DIRECTIVE
Beginning with the line that contains "Task: point to the tv", extract each line through the end of the listing below, with no additions or omissions.
======== SOURCE DATA
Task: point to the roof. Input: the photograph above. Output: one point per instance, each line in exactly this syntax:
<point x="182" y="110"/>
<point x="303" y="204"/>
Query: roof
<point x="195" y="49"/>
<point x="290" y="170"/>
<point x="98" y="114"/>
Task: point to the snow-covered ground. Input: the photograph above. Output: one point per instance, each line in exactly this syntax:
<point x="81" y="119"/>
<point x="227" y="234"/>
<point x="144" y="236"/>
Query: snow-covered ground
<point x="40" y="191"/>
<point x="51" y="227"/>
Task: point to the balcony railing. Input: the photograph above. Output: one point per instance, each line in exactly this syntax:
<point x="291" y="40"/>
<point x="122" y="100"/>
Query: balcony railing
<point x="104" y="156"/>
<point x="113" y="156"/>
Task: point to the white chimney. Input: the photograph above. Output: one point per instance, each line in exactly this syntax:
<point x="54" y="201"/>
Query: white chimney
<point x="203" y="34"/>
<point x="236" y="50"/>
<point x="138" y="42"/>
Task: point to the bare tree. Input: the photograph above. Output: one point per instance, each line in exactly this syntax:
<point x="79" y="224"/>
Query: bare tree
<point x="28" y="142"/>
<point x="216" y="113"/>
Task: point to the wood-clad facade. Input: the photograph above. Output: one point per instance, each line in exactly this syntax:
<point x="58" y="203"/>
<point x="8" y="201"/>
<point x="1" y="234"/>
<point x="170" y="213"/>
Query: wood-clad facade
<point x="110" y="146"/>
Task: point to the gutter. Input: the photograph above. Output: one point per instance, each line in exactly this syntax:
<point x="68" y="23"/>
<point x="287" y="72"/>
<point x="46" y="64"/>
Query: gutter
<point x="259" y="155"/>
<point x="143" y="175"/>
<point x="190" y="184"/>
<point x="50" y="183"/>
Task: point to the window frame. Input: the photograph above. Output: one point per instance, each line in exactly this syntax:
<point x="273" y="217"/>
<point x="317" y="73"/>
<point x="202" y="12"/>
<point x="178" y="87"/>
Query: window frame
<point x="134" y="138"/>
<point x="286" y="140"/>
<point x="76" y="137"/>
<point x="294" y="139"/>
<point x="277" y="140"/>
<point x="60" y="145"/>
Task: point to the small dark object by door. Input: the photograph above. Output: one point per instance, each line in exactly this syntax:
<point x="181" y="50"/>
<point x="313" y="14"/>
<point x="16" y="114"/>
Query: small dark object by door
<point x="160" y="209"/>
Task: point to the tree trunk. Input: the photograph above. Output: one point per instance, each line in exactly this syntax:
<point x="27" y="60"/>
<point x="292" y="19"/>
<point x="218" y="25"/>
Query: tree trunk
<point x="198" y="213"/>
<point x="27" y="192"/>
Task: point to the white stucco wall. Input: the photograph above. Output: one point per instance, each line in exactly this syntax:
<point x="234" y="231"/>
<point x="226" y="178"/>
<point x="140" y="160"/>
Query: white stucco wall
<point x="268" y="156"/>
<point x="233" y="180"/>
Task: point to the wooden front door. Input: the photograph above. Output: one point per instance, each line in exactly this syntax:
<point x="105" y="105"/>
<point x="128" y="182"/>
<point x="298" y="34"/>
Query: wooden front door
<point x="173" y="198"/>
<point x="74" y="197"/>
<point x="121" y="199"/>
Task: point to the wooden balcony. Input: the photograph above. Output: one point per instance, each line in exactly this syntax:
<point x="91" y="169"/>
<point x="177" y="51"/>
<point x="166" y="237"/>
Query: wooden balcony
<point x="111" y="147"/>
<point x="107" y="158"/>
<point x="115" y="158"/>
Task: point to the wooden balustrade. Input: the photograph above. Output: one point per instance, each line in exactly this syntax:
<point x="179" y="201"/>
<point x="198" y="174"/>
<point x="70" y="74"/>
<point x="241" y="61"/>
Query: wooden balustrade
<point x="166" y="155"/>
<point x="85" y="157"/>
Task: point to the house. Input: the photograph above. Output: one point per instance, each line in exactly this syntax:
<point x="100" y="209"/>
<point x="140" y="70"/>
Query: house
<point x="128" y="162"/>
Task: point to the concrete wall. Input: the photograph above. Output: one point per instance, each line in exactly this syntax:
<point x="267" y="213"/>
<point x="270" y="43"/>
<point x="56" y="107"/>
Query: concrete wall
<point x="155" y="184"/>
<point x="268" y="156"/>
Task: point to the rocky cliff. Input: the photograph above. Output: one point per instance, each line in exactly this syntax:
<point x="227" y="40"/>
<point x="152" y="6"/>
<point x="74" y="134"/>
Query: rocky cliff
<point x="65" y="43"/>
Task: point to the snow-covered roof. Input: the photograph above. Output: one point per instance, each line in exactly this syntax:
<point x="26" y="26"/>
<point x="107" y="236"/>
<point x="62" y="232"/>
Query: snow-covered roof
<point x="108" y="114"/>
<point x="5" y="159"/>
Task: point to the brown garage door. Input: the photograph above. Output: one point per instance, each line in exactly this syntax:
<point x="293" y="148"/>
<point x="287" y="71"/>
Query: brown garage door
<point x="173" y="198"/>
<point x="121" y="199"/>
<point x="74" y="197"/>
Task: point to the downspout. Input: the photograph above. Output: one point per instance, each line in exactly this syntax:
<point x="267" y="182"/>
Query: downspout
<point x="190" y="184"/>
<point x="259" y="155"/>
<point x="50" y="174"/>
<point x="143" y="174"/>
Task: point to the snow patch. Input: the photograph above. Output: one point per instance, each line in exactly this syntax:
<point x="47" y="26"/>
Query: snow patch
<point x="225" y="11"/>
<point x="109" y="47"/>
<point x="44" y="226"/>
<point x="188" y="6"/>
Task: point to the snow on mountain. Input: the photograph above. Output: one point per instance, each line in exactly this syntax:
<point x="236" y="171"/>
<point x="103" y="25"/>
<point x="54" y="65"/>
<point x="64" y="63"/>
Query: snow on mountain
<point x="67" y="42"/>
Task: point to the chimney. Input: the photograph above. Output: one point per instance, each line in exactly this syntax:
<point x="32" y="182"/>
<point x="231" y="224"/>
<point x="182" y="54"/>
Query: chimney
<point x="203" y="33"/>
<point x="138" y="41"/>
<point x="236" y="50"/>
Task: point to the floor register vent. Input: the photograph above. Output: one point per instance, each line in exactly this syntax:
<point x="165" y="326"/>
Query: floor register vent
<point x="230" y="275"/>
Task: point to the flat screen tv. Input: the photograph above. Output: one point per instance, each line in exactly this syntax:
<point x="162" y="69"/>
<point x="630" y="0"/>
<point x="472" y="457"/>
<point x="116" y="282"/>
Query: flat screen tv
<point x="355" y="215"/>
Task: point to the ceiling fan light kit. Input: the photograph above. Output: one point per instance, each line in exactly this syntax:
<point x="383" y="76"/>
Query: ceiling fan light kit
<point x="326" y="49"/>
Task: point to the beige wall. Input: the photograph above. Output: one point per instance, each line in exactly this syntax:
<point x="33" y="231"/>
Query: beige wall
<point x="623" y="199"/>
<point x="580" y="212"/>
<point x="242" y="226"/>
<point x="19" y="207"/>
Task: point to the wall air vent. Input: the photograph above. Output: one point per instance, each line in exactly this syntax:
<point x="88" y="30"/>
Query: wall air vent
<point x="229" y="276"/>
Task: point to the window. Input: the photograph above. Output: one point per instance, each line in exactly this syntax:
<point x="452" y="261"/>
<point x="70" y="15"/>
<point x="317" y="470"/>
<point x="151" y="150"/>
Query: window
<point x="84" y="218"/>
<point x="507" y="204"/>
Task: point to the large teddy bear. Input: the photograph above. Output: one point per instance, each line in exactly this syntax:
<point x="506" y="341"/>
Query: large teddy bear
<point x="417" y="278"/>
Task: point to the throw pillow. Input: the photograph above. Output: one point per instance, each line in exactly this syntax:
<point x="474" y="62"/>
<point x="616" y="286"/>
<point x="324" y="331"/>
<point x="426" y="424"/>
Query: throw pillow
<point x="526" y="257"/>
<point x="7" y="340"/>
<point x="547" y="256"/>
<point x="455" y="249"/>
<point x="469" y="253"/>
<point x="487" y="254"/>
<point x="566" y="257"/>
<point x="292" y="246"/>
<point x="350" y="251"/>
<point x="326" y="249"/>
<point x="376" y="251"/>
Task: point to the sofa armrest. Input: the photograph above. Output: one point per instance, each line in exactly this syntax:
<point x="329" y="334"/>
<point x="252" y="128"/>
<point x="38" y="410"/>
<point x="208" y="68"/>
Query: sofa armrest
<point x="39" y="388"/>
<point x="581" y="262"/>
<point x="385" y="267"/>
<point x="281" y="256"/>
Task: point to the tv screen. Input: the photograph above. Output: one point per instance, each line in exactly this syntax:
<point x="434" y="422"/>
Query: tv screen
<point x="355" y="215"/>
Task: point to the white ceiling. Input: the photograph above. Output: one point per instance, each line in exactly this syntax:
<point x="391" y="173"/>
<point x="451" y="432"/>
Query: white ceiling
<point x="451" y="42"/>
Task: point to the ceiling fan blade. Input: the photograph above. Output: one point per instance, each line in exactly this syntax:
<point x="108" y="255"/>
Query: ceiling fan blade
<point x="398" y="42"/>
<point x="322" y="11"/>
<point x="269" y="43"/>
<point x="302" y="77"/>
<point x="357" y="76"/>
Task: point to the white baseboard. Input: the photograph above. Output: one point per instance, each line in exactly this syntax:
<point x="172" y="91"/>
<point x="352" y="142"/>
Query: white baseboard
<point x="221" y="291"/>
================
THE ANSWER
Task: point to the tv screen. Input: the photograph above. Output: one point per instance, each line in exactly this syntax:
<point x="434" y="422"/>
Query: tv screen
<point x="355" y="215"/>
Task: point to the white ceiling. Input: the photograph above. Output: one point per instance, each line in exactly this syntax:
<point x="391" y="173"/>
<point x="451" y="432"/>
Query: white ceiling
<point x="451" y="42"/>
Task: point to the ceiling fan blade. Input: the photograph above. Output: one point per instance, each line in exactly this syntax:
<point x="108" y="255"/>
Query: ceiling fan blade
<point x="398" y="42"/>
<point x="322" y="11"/>
<point x="269" y="43"/>
<point x="302" y="77"/>
<point x="357" y="76"/>
Task: point to the white baseboard. Input: the photograph above. Output: one point per instance, each line in exactly this syntax:
<point x="172" y="91"/>
<point x="352" y="142"/>
Query: white baseboard
<point x="221" y="291"/>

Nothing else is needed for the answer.